** Start Recorded information **

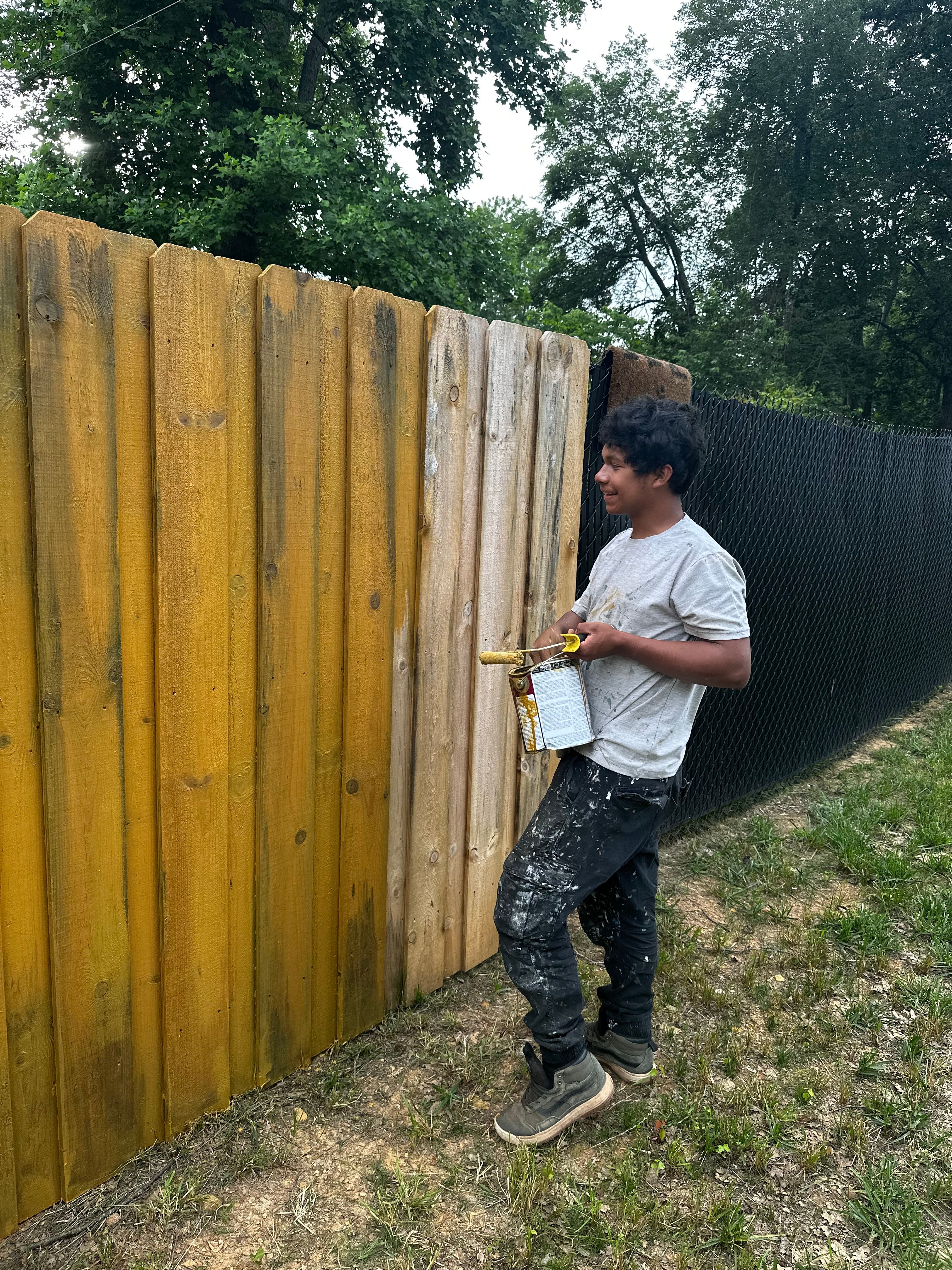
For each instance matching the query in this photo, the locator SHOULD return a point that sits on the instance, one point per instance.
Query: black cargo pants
(592, 845)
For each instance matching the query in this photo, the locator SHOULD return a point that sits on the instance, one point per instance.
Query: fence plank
(23, 900)
(557, 495)
(508, 464)
(8, 1168)
(461, 684)
(407, 540)
(291, 322)
(332, 559)
(129, 266)
(190, 376)
(437, 731)
(73, 426)
(384, 373)
(241, 408)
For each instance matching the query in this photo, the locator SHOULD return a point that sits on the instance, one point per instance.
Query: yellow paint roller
(568, 644)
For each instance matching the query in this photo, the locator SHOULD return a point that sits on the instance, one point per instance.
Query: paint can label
(551, 704)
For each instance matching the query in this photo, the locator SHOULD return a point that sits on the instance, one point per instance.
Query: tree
(626, 210)
(258, 129)
(820, 123)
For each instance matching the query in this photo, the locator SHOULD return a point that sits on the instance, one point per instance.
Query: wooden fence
(254, 529)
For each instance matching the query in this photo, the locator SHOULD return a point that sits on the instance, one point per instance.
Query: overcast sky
(509, 166)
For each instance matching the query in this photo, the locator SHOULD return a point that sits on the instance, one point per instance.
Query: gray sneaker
(545, 1110)
(632, 1061)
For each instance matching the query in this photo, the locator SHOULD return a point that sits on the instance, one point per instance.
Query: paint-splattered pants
(592, 845)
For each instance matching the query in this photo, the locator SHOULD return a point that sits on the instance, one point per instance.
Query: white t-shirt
(680, 585)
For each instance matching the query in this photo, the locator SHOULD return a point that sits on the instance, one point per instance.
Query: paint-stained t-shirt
(680, 585)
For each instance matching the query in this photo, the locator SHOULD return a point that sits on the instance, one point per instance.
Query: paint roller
(568, 644)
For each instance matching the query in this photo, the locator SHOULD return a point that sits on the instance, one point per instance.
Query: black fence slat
(846, 538)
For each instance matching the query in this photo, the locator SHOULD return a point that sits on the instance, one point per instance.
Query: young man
(662, 619)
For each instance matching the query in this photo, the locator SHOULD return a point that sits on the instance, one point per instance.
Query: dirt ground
(802, 1116)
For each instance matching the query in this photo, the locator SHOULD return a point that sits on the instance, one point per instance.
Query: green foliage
(261, 131)
(887, 1208)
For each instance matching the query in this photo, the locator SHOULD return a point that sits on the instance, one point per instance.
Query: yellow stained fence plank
(496, 746)
(462, 673)
(332, 350)
(25, 930)
(557, 497)
(73, 428)
(299, 317)
(129, 266)
(439, 733)
(8, 1169)
(190, 385)
(241, 283)
(384, 381)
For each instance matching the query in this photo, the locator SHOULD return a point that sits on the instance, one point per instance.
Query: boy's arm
(550, 636)
(715, 663)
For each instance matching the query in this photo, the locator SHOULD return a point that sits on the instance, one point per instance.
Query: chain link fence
(846, 539)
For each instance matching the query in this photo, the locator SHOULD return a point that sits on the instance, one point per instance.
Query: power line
(139, 22)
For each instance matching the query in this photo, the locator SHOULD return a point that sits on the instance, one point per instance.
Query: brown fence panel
(384, 378)
(191, 376)
(494, 758)
(241, 337)
(71, 361)
(272, 797)
(332, 351)
(23, 901)
(129, 267)
(298, 317)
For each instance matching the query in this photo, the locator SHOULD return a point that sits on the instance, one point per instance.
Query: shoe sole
(584, 1109)
(624, 1074)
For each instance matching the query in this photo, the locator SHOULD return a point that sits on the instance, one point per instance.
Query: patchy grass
(802, 1117)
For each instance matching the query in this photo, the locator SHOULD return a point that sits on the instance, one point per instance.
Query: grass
(800, 1119)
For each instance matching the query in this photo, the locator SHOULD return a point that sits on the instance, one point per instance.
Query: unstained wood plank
(71, 381)
(441, 728)
(384, 378)
(241, 408)
(190, 378)
(25, 928)
(298, 318)
(557, 497)
(494, 755)
(129, 266)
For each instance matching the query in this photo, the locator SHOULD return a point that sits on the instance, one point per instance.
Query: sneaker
(550, 1107)
(632, 1061)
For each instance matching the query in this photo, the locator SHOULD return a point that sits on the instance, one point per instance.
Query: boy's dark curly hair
(653, 432)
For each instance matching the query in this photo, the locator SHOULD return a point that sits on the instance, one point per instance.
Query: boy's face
(624, 489)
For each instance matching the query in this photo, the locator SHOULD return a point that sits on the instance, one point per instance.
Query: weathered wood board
(494, 763)
(464, 655)
(332, 352)
(384, 380)
(241, 336)
(71, 379)
(190, 378)
(298, 318)
(557, 495)
(129, 266)
(25, 929)
(440, 735)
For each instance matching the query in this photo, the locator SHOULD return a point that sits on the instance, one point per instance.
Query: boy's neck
(654, 520)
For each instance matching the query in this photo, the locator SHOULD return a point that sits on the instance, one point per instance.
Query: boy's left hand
(601, 641)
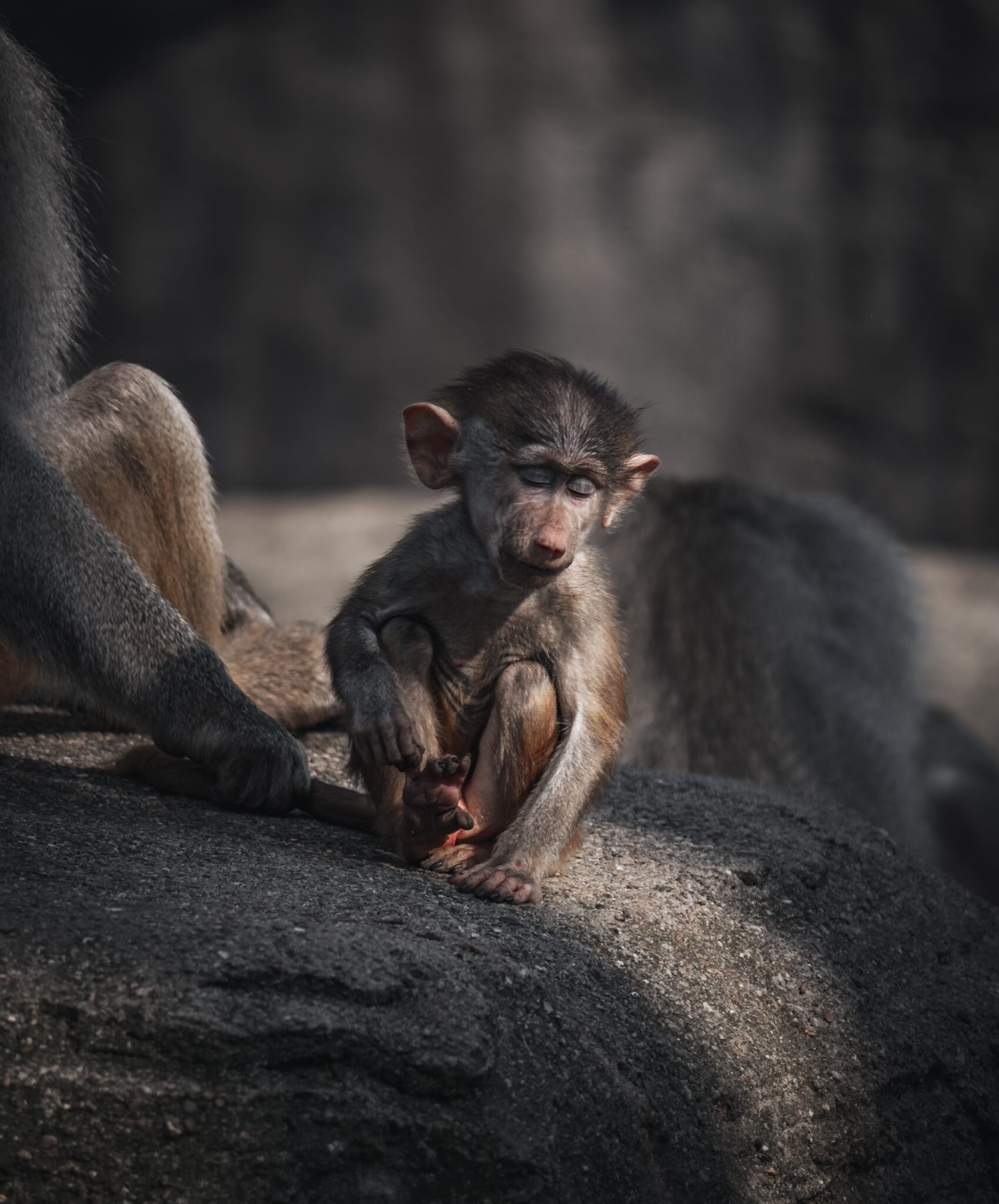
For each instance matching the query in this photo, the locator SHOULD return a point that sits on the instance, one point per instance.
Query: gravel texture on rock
(731, 994)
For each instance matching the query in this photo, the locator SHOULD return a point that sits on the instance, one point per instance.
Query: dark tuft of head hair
(529, 397)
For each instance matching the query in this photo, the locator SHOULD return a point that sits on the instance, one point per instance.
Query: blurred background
(776, 224)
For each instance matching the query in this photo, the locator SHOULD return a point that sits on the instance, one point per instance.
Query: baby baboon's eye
(534, 474)
(580, 486)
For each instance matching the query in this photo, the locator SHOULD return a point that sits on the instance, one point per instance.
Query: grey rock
(730, 994)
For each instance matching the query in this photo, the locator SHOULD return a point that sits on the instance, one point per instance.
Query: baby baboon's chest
(464, 674)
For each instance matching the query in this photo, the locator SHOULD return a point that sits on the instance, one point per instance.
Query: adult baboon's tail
(42, 259)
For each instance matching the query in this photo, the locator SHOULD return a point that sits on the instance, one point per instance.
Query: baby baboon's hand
(386, 737)
(431, 806)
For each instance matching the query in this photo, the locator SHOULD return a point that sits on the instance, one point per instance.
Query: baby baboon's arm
(379, 719)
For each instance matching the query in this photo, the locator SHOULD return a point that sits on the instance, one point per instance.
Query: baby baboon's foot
(500, 882)
(452, 858)
(432, 807)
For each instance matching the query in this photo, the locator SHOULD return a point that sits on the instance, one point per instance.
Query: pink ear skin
(431, 436)
(639, 469)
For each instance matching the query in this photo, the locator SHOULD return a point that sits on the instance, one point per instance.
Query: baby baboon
(479, 659)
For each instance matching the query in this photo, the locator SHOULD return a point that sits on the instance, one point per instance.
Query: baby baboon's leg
(516, 745)
(409, 649)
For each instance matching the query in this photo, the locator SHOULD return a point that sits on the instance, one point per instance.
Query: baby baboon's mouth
(522, 572)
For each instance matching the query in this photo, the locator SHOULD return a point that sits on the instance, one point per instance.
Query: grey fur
(773, 637)
(70, 598)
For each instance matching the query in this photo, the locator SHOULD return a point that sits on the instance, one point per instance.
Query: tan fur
(283, 670)
(132, 453)
(526, 712)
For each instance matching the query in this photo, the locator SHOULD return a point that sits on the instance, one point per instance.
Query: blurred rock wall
(774, 224)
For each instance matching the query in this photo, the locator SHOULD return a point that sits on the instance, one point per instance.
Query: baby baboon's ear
(637, 471)
(431, 436)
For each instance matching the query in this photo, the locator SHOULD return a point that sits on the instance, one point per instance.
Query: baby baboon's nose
(550, 541)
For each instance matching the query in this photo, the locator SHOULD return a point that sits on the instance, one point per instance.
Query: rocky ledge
(730, 995)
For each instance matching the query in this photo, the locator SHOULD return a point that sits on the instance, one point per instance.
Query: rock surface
(730, 995)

** End Recorded information **

Task to carry out: Take the entries shown above and quote them verbatim, passing over the pictures.

Completed task:
For each instance matching the query in this photo, the locator SHOULD return a point that sits on the instance, one point per instance.
Query: black cargo pants
(592, 845)
For each instance matching the query in this photo, the locator SHOULD return a point that sits on the instance, one point per instance.
Query: fence plank
(23, 900)
(557, 495)
(508, 464)
(8, 1168)
(461, 684)
(407, 540)
(291, 322)
(332, 559)
(129, 266)
(190, 376)
(437, 731)
(73, 426)
(384, 373)
(241, 408)
For each instance matching the query in this photo, the locator SHOULD return a point that sits on the instance, one point per instance.
Query: yellow paint roller
(568, 644)
For each instance matching the query in this photo, the locator SHOULD return a point that sits on the instance, one point per instance.
Query: paint can label
(551, 704)
For each instance matching the query in this photo, the locator SHOULD return a point that sits on the instance, one point per instance.
Query: tree
(626, 210)
(258, 129)
(820, 123)
For each instance matching the query in this photo, the locator SHOULD return a point that sits on the instance, one point per instance.
Query: wooden fence
(254, 529)
For each instance matching the query in this photo, the locator SHOULD return a point that sits on the instance, one point per instance.
Query: overcast sky
(509, 166)
For each instance matching the query in this photo, the locator SHOULD return a point that sits on the instance, one point per instance.
Query: gray sneaker
(545, 1110)
(632, 1061)
For each instance matching the query in this photo, the locator SHOULD return a point that sits on the instance, one point per instance.
Query: paint-splattered pants
(592, 845)
For each instance matching the query in this photo, the locator SHOULD return a point that sits on the instance, one point per instance.
Query: white t-shirt
(680, 585)
For each instance matching the query in this photo, the locator SHOULD return a point that sits on the instance, one point per instance.
Query: paint-stained t-shirt
(680, 585)
For each instance matching the query in this photo, the locator SHOULD return a point that sits on the instance, one point per instance.
Query: paint roller
(568, 644)
For each instance matching the query in this photo, the locator SHOULD return a point that sits on the instance, one point per instance.
Query: black fence slat
(846, 538)
For each instance matching the query in this photo, the locator SHOULD return a point that sits on the instance, one point per instance.
Query: young man
(662, 619)
For each instance matching the query in this photo, the locator SHOULD return a point that sits on the instance, one point per instance.
Query: dirt ground
(802, 1116)
For each instance matching the query in this photo, the locator SHOULD return a point that sits on the instance, one point per instance.
Query: green foliage
(261, 131)
(887, 1208)
For each instance matching the query in this photo, the locator SHOULD return a point that sits on the instance, one point per instance.
Query: yellow stained fence plank
(496, 746)
(462, 673)
(332, 350)
(25, 930)
(557, 497)
(73, 428)
(299, 317)
(129, 266)
(439, 733)
(8, 1169)
(190, 385)
(241, 283)
(384, 381)
For each instance matching the query in this photo, the locator SHOULD return a point that sits on the instance, one point per instance.
Query: boy's arm
(550, 636)
(715, 663)
For each instance matching the query in this photo, the locator SHOULD return a point that sits on the instance, one point per instance.
Query: chain link fence
(846, 539)
For each instance matching the query in this photo, the locator SHOULD return a point that sits on the instance, one point per instance.
Query: power line
(139, 22)
For each instance matching the query in this photo, the locator SHOULD return a point that sits on the instance, one point per instance.
Query: brown fence panel
(384, 378)
(191, 376)
(494, 758)
(241, 337)
(71, 361)
(272, 797)
(332, 351)
(23, 901)
(129, 267)
(298, 317)
For each instance matching the query in this photo, the locator SHOULD return a point that sits on the instance, one point per instance.
Query: shoe sole
(584, 1109)
(624, 1074)
For each instance matching the query in this photo, the locator SHOULD return a point that sits on the instance, one point per instance.
Query: patchy grass
(802, 1117)
For each instance matching the query in this photo, the locator SHOULD return a point that sits on the instance, one point per instance.
Query: grass
(800, 1119)
For each instance matching the query in this photo, the locator SHOULD return a point that sits on the instance, one point per instance.
Query: unstained wood plank
(71, 381)
(441, 728)
(384, 378)
(241, 408)
(190, 378)
(25, 928)
(298, 318)
(557, 497)
(494, 755)
(129, 266)
For each instance matching the query in this photo, the locator SHOULD return a point that sits on the instance, one point per instance.
Query: sneaker
(550, 1107)
(632, 1061)
For each instance matching the query in this photo, the locator SHOULD return a point that sits on the instance, one point per instance.
Query: boy's dark curly hair
(653, 432)
For each instance matching the query in this photo, the locator SHOULD return a point that sits on the instance, one point per instance.
Query: boy's face
(624, 489)
For each instance matching the query in this photo, the locator SHOULD return a point that sits on the instance, one point per instance.
Query: weathered wood board
(494, 763)
(464, 655)
(332, 352)
(384, 380)
(241, 336)
(71, 379)
(190, 378)
(298, 318)
(557, 495)
(129, 266)
(25, 929)
(440, 735)
For each instance matching the query in this photo, the locator SHOULD return a point that sits on the instance, one point per instance.
Query: boy's neck
(654, 520)
For each instance matching the query in this photo, the locator SHOULD return a point that sits on the instance, one point per instance.
Query: boy's left hand
(601, 641)
For each instance matching the query in this photo, the locator SHOULD return a point that sits on the instance, one point per instance.
Query: gravel texture on rock
(731, 994)
For each instance matching the query in this photo, the locator SHOULD return a point that sits on the instance, one point per instance.
Query: dark tuft of head hair
(529, 397)
For each instance matching the query in this photo, the locator SHOULD return a point that sits on the instance, one point per instance.
Query: blurred background
(776, 224)
For each instance matching the query in this photo, the locator SHOULD return a point that sits on the instance, one point per instance.
Query: baby baboon's eye
(534, 474)
(580, 486)
For each instance matching the query in this photo, the locator SHOULD return a point that sits on the instance, one point per instance.
Query: grey rock
(730, 994)
For each instance matching the query in this photo, the locator SHOULD return a point that sits on the instance, one point per instance.
Query: baby baboon's chest
(464, 674)
For each instance matching the query in this photo, the locator SHOULD return a point that sits on the instance, one point per instance.
Query: adult baboon's tail
(42, 259)
For each instance matching the query in this photo, the locator SHOULD return a point that sits on the instance, one point per instance.
Query: baby baboon's hand
(386, 737)
(431, 806)
For each instance matching the query in this photo, the locator SHOULD return a point that sits on the instance, one point per instance.
Query: baby baboon's arm
(379, 719)
For each instance matching the query in this photo, the locator SHOULD return a point that sits on the instance, one point per instance.
Query: baby baboon's foot
(500, 882)
(452, 858)
(432, 807)
For each instance matching the query in this photo, the locator SHOULD return a point that sits on the instance, one point per instance.
Query: pink ear skin
(431, 436)
(639, 469)
For each instance matching the query in this photo, the locator SHOULD return a point that sits on the instance, one point per instance.
Query: baby baboon
(479, 659)
For each instance matching the query in this photo, the locator SHOULD return a point that sits on the instance, one point per instance.
Query: baby baboon's leg
(516, 745)
(409, 649)
For each instance matching the query in this photo, the locator SHOULD return a point that sits on the instance, one point per instance.
Query: baby baboon's mouth
(522, 572)
For each instance matching the query in this photo, the locator SHOULD return a point that sits on the instance, one point per instance.
Query: grey fur
(773, 637)
(70, 598)
For each instance matching the query in this photo, the locator SHOULD return a point that sits on the instance, one point per instance.
Query: tan fur
(283, 670)
(132, 453)
(526, 712)
For each instance matching the query in this photo, the locator SHOULD return a point that sits on the instance, one point per instance.
Query: blurred rock wall
(774, 224)
For each instance matching the query in this photo, the locator SHOULD return a point that sits on the instance, one point per instance.
Query: baby baboon's ear
(637, 471)
(431, 436)
For each instance matching the query in this photo, the locator SHOULD return a point that sits on the instance, one point per instance.
Query: baby baboon's nose
(550, 541)
For each instance matching the query in this photo, the locator SHOULD return a point that sits on the instance, one point per instance.
Query: rocky ledge
(730, 995)
For each instance matching the query in this photo, the locator SHOULD return a point that sits on the instance, one point per instance.
Query: rock surface
(730, 995)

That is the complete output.